**WHAT THE EXERCISE ASKS:** Copy every item below word for word, without changing anything.

:: RECORDS SUPPLIED

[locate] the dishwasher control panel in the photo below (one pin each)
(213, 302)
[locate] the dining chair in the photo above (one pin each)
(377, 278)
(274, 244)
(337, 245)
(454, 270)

::::

**TASK RESULT:**
[locate] the dishwasher control panel in the photo below (one pin each)
(213, 302)
[locate] the dining chair in the photo above (one pin each)
(377, 278)
(274, 244)
(337, 245)
(454, 270)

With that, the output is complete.